— START Stored records —

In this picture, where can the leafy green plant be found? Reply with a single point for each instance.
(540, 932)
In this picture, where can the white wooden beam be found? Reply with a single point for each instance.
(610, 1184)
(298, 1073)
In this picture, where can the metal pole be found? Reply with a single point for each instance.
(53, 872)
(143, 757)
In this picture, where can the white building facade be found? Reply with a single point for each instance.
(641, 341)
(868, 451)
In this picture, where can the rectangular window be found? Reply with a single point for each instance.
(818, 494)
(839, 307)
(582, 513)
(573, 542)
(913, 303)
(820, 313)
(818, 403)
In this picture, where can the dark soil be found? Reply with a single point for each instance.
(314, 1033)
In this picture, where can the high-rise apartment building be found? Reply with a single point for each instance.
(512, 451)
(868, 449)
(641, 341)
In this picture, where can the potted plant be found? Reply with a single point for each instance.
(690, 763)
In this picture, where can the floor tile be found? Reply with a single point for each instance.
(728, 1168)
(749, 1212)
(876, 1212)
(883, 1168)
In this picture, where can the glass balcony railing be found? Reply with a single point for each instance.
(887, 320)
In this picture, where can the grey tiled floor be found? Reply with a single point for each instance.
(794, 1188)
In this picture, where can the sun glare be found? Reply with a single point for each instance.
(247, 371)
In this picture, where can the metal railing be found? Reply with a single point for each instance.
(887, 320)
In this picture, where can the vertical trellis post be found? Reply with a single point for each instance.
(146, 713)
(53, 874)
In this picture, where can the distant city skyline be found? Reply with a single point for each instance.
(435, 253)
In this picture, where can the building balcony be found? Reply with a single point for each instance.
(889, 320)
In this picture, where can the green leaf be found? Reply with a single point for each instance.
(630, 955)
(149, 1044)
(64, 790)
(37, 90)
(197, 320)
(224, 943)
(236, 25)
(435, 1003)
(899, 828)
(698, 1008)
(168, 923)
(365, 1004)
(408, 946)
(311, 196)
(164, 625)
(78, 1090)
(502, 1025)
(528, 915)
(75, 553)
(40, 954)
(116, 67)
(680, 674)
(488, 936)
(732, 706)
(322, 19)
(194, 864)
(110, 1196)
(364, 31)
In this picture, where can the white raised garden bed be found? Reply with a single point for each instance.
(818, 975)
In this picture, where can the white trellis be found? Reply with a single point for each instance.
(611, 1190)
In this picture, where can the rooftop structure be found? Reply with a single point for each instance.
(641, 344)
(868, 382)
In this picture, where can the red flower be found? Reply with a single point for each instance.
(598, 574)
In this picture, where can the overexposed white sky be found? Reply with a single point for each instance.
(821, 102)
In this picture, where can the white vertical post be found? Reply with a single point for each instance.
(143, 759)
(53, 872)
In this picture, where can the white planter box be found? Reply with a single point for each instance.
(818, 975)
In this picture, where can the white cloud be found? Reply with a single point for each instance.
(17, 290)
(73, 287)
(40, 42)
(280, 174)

— END Stored records —

* [Challenge]:
Please format all of the material above as a Markdown table with the columns Row and Line, giving each non-blank line its own numbered row and leaving blank lines out.

* [Task answer]:
| Row | Line |
|---|---|
| 1 | In this picture, where can the leafy green plant be found? Reply with a single point for each instance. |
| 2 | (540, 932) |
| 3 | In this picture, where can the white wooden beam be found? Reply with a single point for each instance. |
| 4 | (610, 1184) |
| 5 | (298, 1073) |
| 6 | In this picture, where can the metal pole be found? Reply with a single point for each instance. |
| 7 | (53, 872) |
| 8 | (143, 757) |
| 9 | In this picture, where can the white building facade be found? Reply with a single point for each instance. |
| 10 | (641, 341) |
| 11 | (868, 451) |
| 12 | In this picture, where can the rectangular window be found? Reply with a single point for each instance. |
| 13 | (818, 494) |
| 14 | (839, 307) |
| 15 | (582, 513) |
| 16 | (573, 542) |
| 17 | (913, 303) |
| 18 | (820, 313) |
| 19 | (818, 403) |
| 20 | In this picture, where can the dark soil be found? Reply with a single point for each instance. |
| 21 | (314, 1033) |
| 22 | In this picture, where can the high-rise apartment building be found? Reply with a single point for each instance. |
| 23 | (512, 451) |
| 24 | (868, 449) |
| 25 | (641, 341) |
| 26 | In this picture, where can the potted plant be found? Reply with a single point for each instance. |
| 27 | (690, 763) |
| 28 | In this picture, where can the floor tile be found? Reply with a single point for each instance. |
| 29 | (728, 1168) |
| 30 | (749, 1212) |
| 31 | (876, 1212) |
| 32 | (883, 1168) |
| 33 | In this picture, where can the glass balcony railing be found? Reply with a single point for each instance. |
| 34 | (887, 320) |
| 35 | In this picture, where can the grey tiled floor be found? Reply with a single point for each instance. |
| 36 | (794, 1188) |
| 37 | In this picture, where can the sun glare be found? Reply with a single point for each instance. |
| 38 | (247, 371) |
| 39 | In this picture, where can the metal railing be found? Reply with a single point for each instance. |
| 40 | (887, 320) |
| 41 | In this picture, where can the vertical trellis post be found? Reply with a single point for each instance. |
| 42 | (146, 713) |
| 43 | (53, 874) |
| 44 | In this picture, where can the distant city skyline be found? Reply with a single point for each instance. |
| 45 | (435, 253) |
| 46 | In this picture, where can the building balcony be found? Reply with a single point for each instance. |
| 47 | (889, 320) |
| 48 | In this picture, where can the green leaf be found? Reply with a single point for each instance. |
| 49 | (630, 955) |
| 50 | (149, 1044) |
| 51 | (64, 790) |
| 52 | (37, 90) |
| 53 | (197, 320) |
| 54 | (224, 943) |
| 55 | (236, 25) |
| 56 | (435, 1003) |
| 57 | (899, 828) |
| 58 | (698, 1008) |
| 59 | (168, 923) |
| 60 | (365, 1004) |
| 61 | (408, 946) |
| 62 | (311, 196) |
| 63 | (164, 625) |
| 64 | (78, 1090) |
| 65 | (502, 1025) |
| 66 | (528, 915) |
| 67 | (75, 553) |
| 68 | (40, 954) |
| 69 | (116, 67) |
| 70 | (680, 674) |
| 71 | (488, 936) |
| 72 | (732, 706) |
| 73 | (322, 19) |
| 74 | (194, 864) |
| 75 | (110, 1196) |
| 76 | (364, 31) |
| 77 | In this picture, where can the white raised garden bed be found? Reply with a single point for each instance. |
| 78 | (818, 975) |
| 79 | In this picture, where can the white trellis be found? Reply with a single point for each instance. |
| 80 | (611, 1190) |
| 81 | In this picture, where can the rooftop structure be found? Reply with a single point for each instance. |
| 82 | (641, 344) |
| 83 | (868, 382) |
| 84 | In this picture, where can the red flower be found? Reply with a single point for each instance. |
| 85 | (598, 574) |
| 86 | In this picture, where can the overexposed white sky be found? Reply with a single point for each instance. |
| 87 | (821, 102) |
| 88 | In this picture, where can the white vertical post be found? Reply with a single point for each instance. |
| 89 | (143, 759) |
| 90 | (53, 872) |
| 91 | In this picture, where can the white planter box be found? Reply with a single point for each instance. |
| 92 | (818, 975) |
| 93 | In this picture, where can the white cloud be found? Reply with a single point for each instance. |
| 94 | (17, 290) |
| 95 | (73, 287) |
| 96 | (40, 42) |
| 97 | (280, 174) |